It means developing what Andreotti calls “exilic” wisdom. The capacity to be in the system while not being entirely of it. To use modernity’s tools, language, technology, institutions, while staying awake to their limitations and violences. It means building stamina for uncertainty instead of grasping for false certainties. It means learning to compost your own complicity instead of performing innocence. It means holding space for contradictions rather than resolving them into comfortable narratives.
Most radically, it means giving up the modern addiction to solutions, answers, and redemption arcs. Living in liquid modernity requires something far more difficult: sitting with the discomfort of not knowing how this story ends, tending to what is dying while not suffocating what is being born with our desperate projections of what we think should come next.
The Floor Is Lava (And That’s Where We Live Now)
Liquid modernity matters because it names the water we are swimming in, or rather, the quicksand we are stuck in. It explains why your parents’ advice does not work, why self-help feels like rearranging deck chairs on the Titanic, why every solution seems to create three new problems, why you can be connected to everyone and understood by no one.
But naming the problem does not solve it. Perhaps the point is not to solve it at all. Perhaps the point is to stop pretending we are standing on solid ground and start learning what it means to live, with honesty, with humor, with radical tenderness, in the liquidity itself.
Because here is the secret they do not tell you. The solid ground your grandparents stood on was always partly illusion, always built on exploitation and exclusion that was convenient to ignore. The liquid chaos you are drowning in is also dissolving those old certainties, making space for something else, something that cannot emerge as long as we keep trying to resurrect what is already dead.
Liquid modernity is terrifying. It is also the only world we have. The question is not how to make it solid again. The question is what becomes possible when we finally stop pretending it ever was.
The floor is lava. It always was. And somehow, we have to learn to dance anyway.



I love your article!
It puts exactly into eloquent and thought-through words what I perceive and think.
Thanks also for mentioning Bauman and Andreotti for further exploration!
This is hegemony working perfectly in modern times : "blame yourself, optimize, you're on your own the master of your destiny, you're free". It keeps the system as is with people atomized. Then interestingly when we realize it is not working loud solutions come pointing to scapegoats: "foreigners, Muslims, gay people, the others"... Another way to keep the system. We're living Italy's 1920s and Germany's 1930s all over the west again. Since 2025 it's hard to ignore, some symptoms were visible earlier. Néolibéralism (self blame) and fascism (scapegoating) are not opposites : They are sequential stages of the same system defending itself. At no point does class consciousness develop. At no point do workers recognize their shared interests against oligarchy. At no point does solidarity across race, nationality, religion, gender emerge. The oligarchy remains unchallenged. Worse now (which didn't exist 100 years ago) many see oligarques as heros and role models (for what? Mere accumulation which becomes the end... Also didn't exist as value 100 years ago). What to do? Reject productivity culture, confront scapegoating, reject billionaires as heros, ask yourself questions (why are so many people feeling in liquid state? is there something structural? why is that? who benefits?), build community / be a villager, seek alternative narratives, organize, practice compassion, build new narratives, darr to imagine a new system, win elections, make change happen!

++++++++

REQUIRED ACTION A >> In the text on liquid modernity, what does Andreotti call the capacity to be in the system while not being entirely of it?
REQUIRED ACTION B >> Repeat the passage of the text on liquid modernity that begins at the words "Most radically, it" and stops after "understood by no one.".

DATA TO EXAMINE >>
++++++++

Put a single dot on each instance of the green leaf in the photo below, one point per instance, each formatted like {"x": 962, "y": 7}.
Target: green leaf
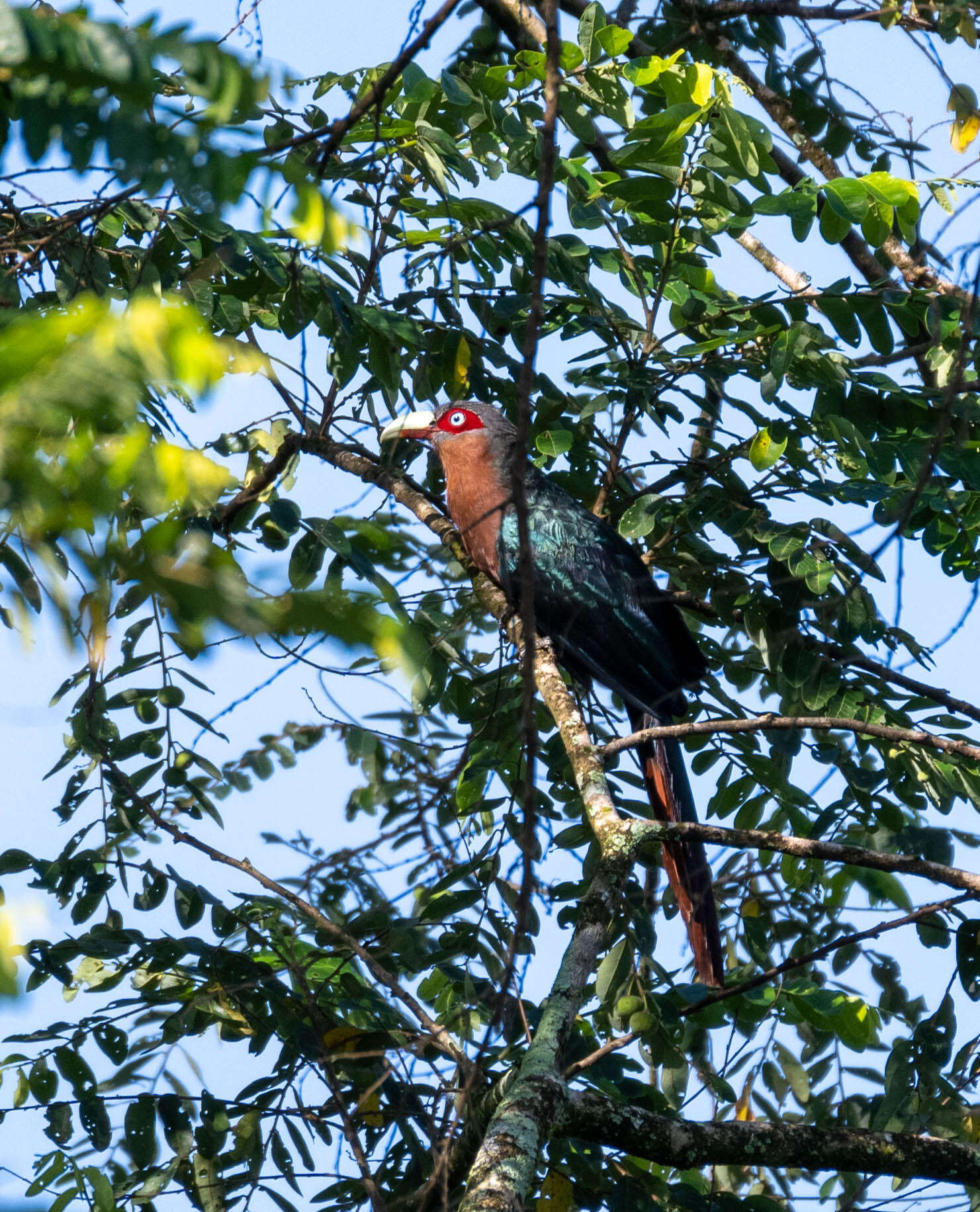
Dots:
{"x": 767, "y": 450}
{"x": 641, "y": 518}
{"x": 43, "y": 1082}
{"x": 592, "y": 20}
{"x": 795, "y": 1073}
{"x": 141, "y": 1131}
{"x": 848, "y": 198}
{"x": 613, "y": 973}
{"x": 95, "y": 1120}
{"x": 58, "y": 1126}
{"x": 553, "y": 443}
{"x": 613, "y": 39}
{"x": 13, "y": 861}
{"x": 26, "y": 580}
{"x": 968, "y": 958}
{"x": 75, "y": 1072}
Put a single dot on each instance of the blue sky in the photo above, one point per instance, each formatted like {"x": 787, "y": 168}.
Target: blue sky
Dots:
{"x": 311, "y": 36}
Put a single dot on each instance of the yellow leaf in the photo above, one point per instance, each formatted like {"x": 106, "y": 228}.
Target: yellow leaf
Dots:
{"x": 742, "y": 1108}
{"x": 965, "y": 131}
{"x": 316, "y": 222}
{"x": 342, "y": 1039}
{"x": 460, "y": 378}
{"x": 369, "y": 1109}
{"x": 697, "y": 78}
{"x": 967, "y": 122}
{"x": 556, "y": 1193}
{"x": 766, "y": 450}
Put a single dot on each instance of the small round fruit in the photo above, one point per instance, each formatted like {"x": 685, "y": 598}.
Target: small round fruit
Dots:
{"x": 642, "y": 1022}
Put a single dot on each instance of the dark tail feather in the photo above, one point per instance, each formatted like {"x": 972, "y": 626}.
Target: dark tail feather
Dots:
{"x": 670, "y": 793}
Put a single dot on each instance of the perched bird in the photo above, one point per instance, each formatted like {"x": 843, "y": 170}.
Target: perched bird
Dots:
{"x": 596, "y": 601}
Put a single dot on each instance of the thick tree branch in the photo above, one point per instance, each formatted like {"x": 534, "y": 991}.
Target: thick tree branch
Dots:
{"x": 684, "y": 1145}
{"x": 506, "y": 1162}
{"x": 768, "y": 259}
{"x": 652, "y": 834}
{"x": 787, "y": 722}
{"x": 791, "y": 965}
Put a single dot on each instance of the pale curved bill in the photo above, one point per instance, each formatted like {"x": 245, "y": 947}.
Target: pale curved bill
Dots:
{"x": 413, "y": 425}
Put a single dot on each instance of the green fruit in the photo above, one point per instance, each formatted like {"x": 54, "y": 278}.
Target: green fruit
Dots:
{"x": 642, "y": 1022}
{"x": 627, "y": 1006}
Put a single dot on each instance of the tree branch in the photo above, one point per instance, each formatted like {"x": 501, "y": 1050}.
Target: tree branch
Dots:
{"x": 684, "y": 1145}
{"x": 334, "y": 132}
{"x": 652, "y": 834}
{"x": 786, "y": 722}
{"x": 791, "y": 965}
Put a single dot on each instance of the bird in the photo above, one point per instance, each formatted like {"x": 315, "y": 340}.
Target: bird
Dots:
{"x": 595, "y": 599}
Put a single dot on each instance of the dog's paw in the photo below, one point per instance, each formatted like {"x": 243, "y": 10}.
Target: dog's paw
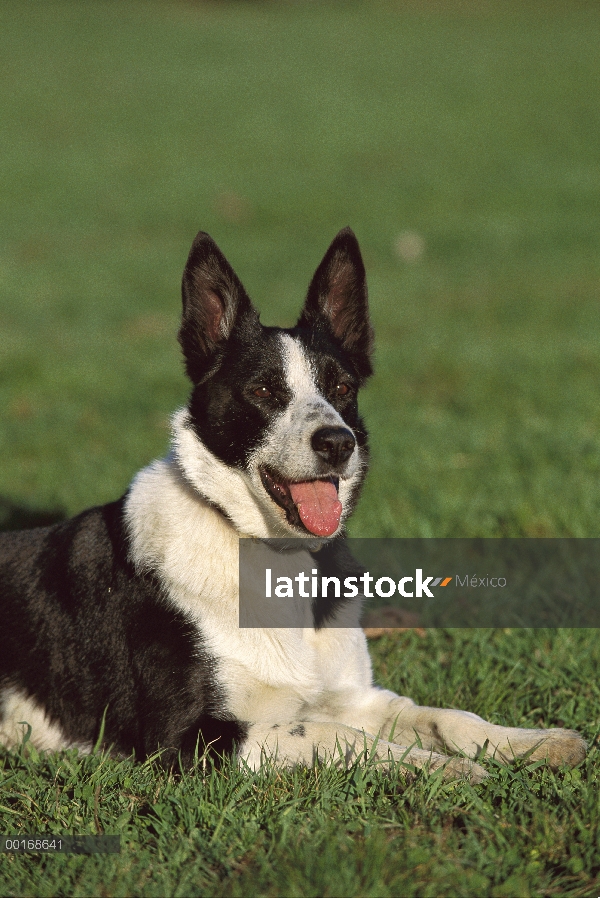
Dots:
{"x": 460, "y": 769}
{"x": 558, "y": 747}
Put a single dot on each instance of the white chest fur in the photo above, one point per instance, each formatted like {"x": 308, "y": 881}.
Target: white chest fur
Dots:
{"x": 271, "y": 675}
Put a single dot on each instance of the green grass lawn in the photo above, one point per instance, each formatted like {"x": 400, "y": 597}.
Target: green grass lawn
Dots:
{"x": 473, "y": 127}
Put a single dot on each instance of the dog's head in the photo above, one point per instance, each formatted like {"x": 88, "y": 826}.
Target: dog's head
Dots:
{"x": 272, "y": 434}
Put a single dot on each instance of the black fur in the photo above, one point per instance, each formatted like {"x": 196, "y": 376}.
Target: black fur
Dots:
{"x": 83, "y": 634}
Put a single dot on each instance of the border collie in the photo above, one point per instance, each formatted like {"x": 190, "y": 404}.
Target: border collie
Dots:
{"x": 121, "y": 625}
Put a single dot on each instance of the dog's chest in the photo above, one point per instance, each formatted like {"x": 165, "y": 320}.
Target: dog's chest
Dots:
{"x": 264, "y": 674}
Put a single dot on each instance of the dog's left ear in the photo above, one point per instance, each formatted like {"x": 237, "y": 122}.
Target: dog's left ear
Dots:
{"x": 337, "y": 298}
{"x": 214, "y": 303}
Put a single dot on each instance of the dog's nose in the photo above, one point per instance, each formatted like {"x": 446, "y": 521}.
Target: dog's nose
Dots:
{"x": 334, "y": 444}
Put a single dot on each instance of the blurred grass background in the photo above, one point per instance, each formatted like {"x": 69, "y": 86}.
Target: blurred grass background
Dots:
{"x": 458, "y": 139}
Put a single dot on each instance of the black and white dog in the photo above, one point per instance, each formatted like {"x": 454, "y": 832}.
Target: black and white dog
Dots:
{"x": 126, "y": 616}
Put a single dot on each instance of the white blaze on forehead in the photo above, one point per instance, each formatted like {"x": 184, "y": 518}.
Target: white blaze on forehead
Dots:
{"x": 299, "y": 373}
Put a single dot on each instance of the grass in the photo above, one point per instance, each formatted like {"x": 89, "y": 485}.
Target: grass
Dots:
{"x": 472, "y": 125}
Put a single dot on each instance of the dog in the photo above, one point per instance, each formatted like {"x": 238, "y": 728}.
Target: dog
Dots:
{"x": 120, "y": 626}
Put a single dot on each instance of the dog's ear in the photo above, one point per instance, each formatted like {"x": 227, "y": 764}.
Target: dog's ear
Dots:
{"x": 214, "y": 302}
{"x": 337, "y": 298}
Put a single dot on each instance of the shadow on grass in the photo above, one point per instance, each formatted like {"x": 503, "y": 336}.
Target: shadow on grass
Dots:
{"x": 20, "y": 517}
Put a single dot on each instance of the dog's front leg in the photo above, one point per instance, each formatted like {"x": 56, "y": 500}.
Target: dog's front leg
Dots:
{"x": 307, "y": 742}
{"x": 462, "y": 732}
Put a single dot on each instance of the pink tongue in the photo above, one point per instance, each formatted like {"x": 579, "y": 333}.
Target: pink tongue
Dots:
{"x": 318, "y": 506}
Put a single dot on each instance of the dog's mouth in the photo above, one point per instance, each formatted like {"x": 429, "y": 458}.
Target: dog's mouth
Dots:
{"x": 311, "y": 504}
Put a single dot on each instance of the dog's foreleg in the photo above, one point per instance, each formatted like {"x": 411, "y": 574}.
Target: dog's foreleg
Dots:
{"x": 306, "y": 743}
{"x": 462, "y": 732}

++++++++

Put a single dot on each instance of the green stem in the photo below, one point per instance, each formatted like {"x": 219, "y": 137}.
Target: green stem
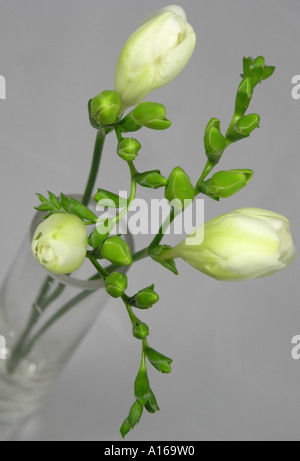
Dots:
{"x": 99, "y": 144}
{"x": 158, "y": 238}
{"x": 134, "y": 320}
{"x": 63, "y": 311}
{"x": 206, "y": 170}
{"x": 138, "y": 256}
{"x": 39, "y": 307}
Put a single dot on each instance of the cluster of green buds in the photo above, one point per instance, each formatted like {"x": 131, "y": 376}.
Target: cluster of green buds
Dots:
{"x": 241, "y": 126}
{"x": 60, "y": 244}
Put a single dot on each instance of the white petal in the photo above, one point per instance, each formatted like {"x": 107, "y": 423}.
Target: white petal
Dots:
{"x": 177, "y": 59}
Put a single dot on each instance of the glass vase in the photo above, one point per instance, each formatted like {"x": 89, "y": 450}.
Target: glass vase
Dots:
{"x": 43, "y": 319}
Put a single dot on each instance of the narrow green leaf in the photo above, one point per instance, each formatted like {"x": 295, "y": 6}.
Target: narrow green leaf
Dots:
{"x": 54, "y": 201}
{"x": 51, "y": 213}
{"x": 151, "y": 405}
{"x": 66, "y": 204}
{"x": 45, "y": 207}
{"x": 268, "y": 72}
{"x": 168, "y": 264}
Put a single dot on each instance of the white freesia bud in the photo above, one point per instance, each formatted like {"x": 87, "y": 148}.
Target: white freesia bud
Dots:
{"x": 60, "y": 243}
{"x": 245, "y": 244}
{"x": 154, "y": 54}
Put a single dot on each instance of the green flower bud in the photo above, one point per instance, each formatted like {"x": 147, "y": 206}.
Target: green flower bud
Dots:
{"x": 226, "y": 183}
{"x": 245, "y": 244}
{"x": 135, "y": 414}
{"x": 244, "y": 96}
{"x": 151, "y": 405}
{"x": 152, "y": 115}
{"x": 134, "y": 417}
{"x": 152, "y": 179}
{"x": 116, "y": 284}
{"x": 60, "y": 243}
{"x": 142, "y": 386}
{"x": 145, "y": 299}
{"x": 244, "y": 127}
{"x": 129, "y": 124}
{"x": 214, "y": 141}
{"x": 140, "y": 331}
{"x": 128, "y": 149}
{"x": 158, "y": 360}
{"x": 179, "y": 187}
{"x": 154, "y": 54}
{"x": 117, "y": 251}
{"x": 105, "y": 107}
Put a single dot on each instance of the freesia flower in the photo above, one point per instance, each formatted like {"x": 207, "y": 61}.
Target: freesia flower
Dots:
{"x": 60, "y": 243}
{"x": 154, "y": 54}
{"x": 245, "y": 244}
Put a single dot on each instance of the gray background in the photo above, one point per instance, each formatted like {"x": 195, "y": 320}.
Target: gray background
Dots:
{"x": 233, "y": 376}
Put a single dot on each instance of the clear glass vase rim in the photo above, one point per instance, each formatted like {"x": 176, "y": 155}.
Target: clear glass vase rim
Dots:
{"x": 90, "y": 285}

++++++++

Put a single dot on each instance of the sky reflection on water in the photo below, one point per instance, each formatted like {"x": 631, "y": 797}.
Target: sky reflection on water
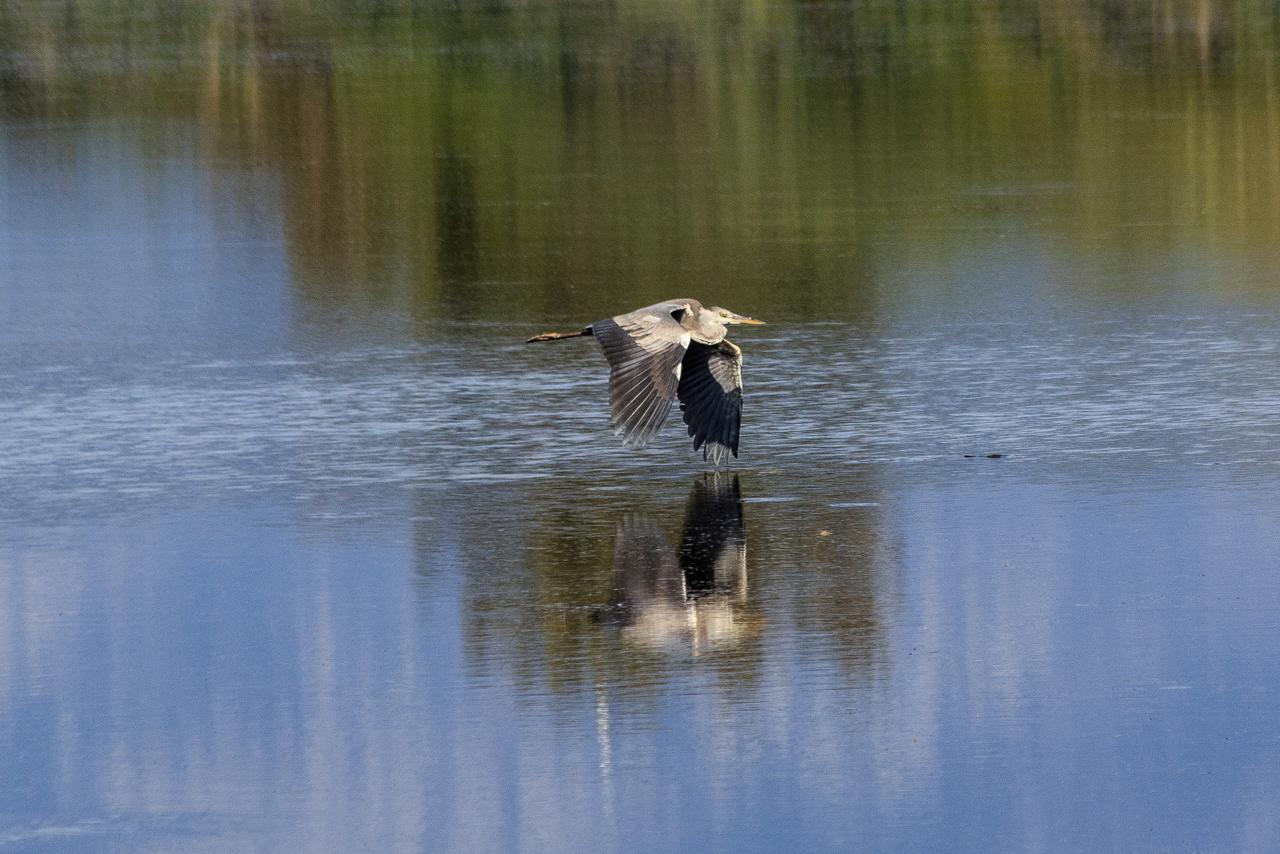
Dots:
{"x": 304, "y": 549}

++++++++

TASK OUTPUT A >> "Exilic" wisdom.

TASK OUTPUT B >>
Most radically, it means giving up the modern addiction to solutions, answers, and redemption arcs. Living in liquid modernity requires something far more difficult: sitting with the discomfort of not knowing how this story ends, tending to what is dying while not suffocating what is being born with our desperate projections of what we think should come next.
The Floor Is Lava (And That’s Where We Live Now)
Liquid modernity matters because it names the water we are swimming in, or rather, the quicksand we are stuck in. It explains why your parents’ advice does not work, why self-help feels like rearranging deck chairs on the Titanic, why every solution seems to create three new problems, why you can be connected to everyone and understood by no one.